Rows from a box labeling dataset
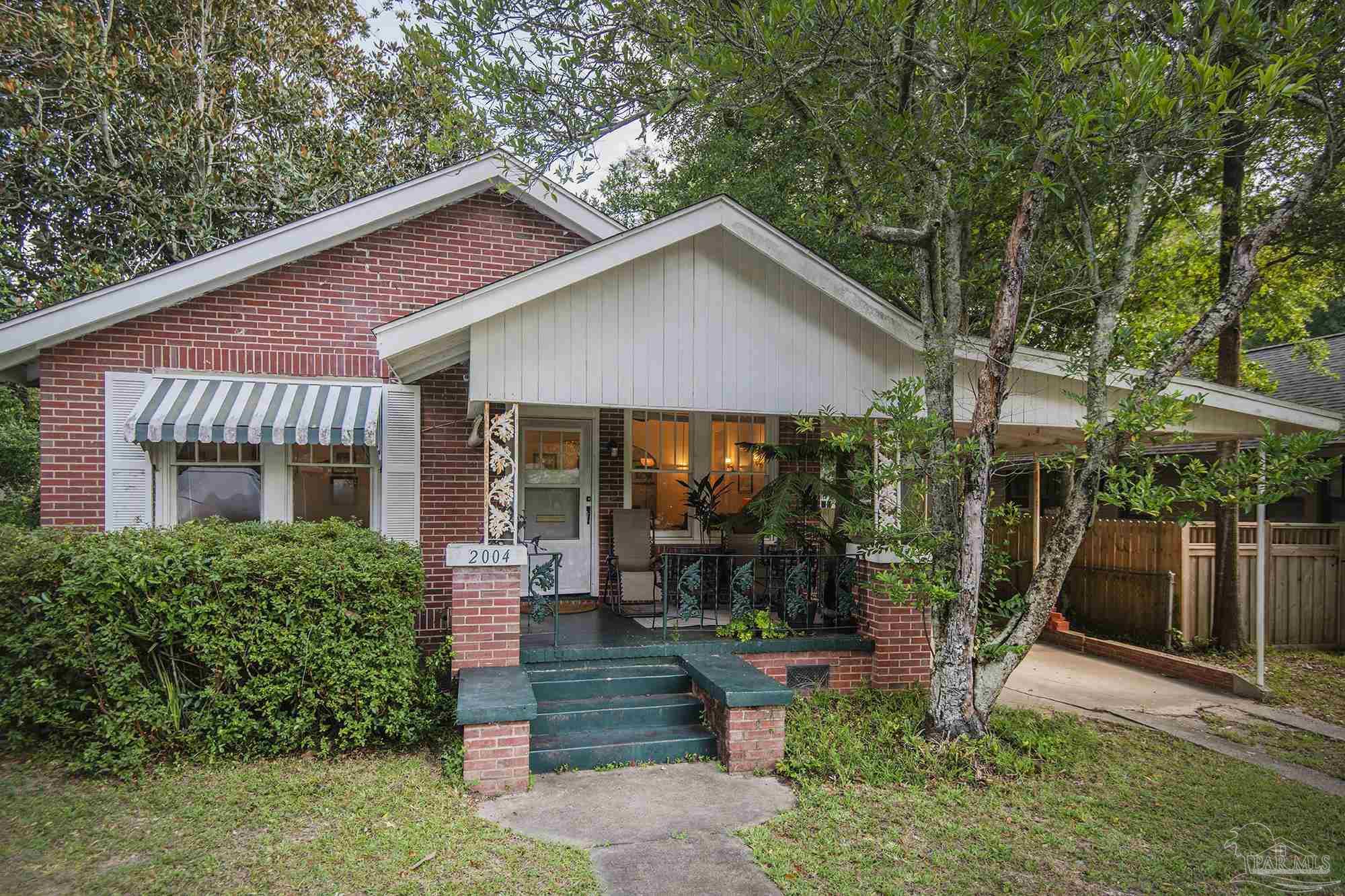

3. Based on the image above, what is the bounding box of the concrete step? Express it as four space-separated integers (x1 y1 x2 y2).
529 663 691 702
527 725 717 772
533 693 702 736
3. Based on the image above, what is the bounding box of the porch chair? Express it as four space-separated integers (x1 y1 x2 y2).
605 510 662 616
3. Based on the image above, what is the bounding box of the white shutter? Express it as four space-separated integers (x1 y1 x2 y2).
378 384 420 542
102 370 153 532
260 442 295 522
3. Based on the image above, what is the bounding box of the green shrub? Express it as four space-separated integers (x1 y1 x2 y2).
0 520 447 774
779 689 1096 784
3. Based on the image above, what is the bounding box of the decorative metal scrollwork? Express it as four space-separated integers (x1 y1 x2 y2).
729 557 756 619
486 405 518 544
677 557 705 620
837 557 859 620
784 560 812 619
527 555 561 622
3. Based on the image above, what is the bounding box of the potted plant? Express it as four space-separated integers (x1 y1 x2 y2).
678 474 729 545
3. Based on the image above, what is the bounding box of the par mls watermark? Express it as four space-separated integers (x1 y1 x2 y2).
1224 822 1341 893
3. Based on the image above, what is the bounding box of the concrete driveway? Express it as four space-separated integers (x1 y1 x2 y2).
1001 643 1345 797
1003 643 1243 721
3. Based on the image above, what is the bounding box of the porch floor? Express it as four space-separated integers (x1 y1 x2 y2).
519 606 717 650
519 606 873 665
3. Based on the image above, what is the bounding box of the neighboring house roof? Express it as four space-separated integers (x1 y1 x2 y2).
1247 332 1345 414
374 195 1340 430
0 149 623 371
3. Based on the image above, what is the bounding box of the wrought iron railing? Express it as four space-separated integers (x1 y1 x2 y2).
656 551 859 638
527 542 562 646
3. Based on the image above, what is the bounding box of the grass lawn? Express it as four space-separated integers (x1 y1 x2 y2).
0 752 597 893
742 700 1345 893
1197 647 1345 725
1200 712 1345 778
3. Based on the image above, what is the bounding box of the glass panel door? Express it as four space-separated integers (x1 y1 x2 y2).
519 419 594 595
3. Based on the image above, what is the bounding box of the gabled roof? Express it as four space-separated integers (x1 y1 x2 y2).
0 149 623 371
374 195 1341 429
1247 332 1345 414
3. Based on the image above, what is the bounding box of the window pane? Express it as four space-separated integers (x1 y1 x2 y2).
717 474 765 516
523 429 580 486
523 489 580 541
293 467 370 526
631 473 687 532
178 467 261 522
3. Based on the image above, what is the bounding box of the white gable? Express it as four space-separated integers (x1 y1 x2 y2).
375 196 1340 448
0 151 621 371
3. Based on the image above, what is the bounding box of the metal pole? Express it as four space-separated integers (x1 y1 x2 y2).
1256 445 1270 689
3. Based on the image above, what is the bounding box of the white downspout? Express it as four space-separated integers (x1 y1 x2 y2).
1256 445 1270 690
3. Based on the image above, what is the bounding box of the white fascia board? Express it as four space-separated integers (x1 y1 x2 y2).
0 151 621 368
374 199 722 366
1006 339 1345 429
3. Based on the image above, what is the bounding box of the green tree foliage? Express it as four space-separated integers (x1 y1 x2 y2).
0 384 40 526
0 520 448 774
0 0 484 316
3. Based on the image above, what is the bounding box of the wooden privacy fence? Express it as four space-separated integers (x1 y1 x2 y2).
995 517 1345 645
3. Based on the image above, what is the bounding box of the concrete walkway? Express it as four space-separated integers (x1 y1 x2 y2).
1002 645 1345 797
479 763 794 896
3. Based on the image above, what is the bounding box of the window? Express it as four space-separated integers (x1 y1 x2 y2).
710 414 765 517
629 410 691 532
289 445 373 526
172 441 261 522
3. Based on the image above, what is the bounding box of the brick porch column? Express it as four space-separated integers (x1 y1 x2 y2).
449 545 527 676
858 557 929 689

> [What to work on]: Please reproduce all of the material above line for line, leaving out the pictures.

> [Solution for this task]:
3. Based on the image above, what is the bounding box of the concrete step? Express it as four space-separated integers (x1 y1 x2 y2).
529 663 691 702
527 725 717 772
533 693 702 736
3. Based on the image above, what is the bounding box of the porch chair? Express it as four space-separated integers (x1 y1 x2 y2).
605 510 662 616
3. Based on the image above, what is the bounding box of the white shutter? Express it as four space-separated integers (x1 y1 x2 y2).
378 384 420 542
102 370 153 532
260 442 295 522
3. Based on the image above, what is the bounding box of the green shrub? Express it as four space-separated integers (x1 y1 x2 y2).
0 520 447 774
779 689 1096 784
3. Based on the image above, what is the bounding box of the decorative metal scrollwork? Express it as four space-separated integers (x1 y1 x2 y2).
729 557 756 619
486 405 518 544
677 557 705 620
837 557 859 620
784 560 812 619
527 555 561 622
3. Based on the image above, what is the bounding box of the potted plant? Express it as four space-separated integers (x1 y1 x2 y2).
678 474 729 545
3. Based on the image above, what is the bounding box of the par mls watermark? Express it as four space-separated integers (x1 y1 x2 y2).
1224 822 1341 893
3. Based on the image above, what is the bounding box of the concrete driveway? Express it as four space-separated integers (x1 y1 x2 y2).
1001 643 1345 797
1003 643 1243 721
3. Based on the image above, what is the bounding box of the porch floor? Express it as four space-separated integers (x1 y1 x2 y2).
519 606 717 650
519 606 873 665
3. Based on the image above, what is the bounding box of the neighboring house roof? Express it as four space-separated integers (x1 y1 x2 y2).
1247 332 1345 414
374 195 1340 430
0 149 623 371
3. Based on the image above, what is the bounding box of the wrought iron railing? Express it as four space-separated integers (x1 y1 x2 y2).
656 551 859 638
527 542 562 646
3. Based on the image above, what is the bounding box of the grass lawn? Express it as four space-separated integers (x1 y1 x2 y2).
0 752 597 893
742 700 1345 893
1197 647 1345 725
1200 712 1345 778
3. Based on the image above, what is the bounding box of the glass panel door? Express it as four space-separated integers (x1 y1 x2 y2).
519 419 594 595
3. Based on the image above, what is the bounding box of the gabled roof? Express it as four space-separated integers (x1 y1 x2 y2).
0 149 623 371
374 195 1341 429
1247 332 1345 414
3. Based on the image above, what is the bounding box of the window pane? Express it as four space-separated integers (x1 y1 x2 y2).
717 474 765 516
523 429 580 486
523 489 580 541
293 467 370 526
631 473 687 532
178 467 261 522
3. Based on the image above, what is the bounding box of the white gable? Express it as four space-separated integers (x1 y1 x2 y2).
375 196 1340 448
0 151 621 371
3. Based on the image above, what is the bounding box of the metal pole? Express it as four space-separated integers (x1 y1 x2 y2).
1256 445 1270 689
3. Based on the image above, what is the bounding box of the white downspout? Express it as four space-separated integers (x1 y1 x2 y2).
1256 445 1270 690
3. Based on the image above, what is the bounding box of the white fascia board? Express it as four space-separated integers (x1 y1 x2 y2).
0 151 621 368
374 199 722 366
1006 339 1345 429
3. Based on the image above, what is the bounding box of the green tree foliage? Express it as four space-separated integers (x1 y1 x2 y2).
0 384 40 526
0 520 448 774
0 0 484 316
3. Based on the image above, what is the bounding box of the wooden privacy fence? Express it as four space-separated integers (x1 y1 x2 y2).
995 517 1345 645
3. Based on the image above, what is the bounding box of the concrete walkway? Express it as four space-separated integers (x1 y1 x2 y2).
1002 645 1345 797
479 763 794 896
3. Based on the image above, what is the bounding box of the window? Express it as four space-separated integers (x1 y1 x2 y2).
710 414 765 517
629 410 691 532
289 445 373 526
172 441 261 522
3. Based on the image above, what is the bounding box of the brick porch column? Express it as four space-separated integers (x1 y1 x2 y2).
449 545 527 676
858 557 929 689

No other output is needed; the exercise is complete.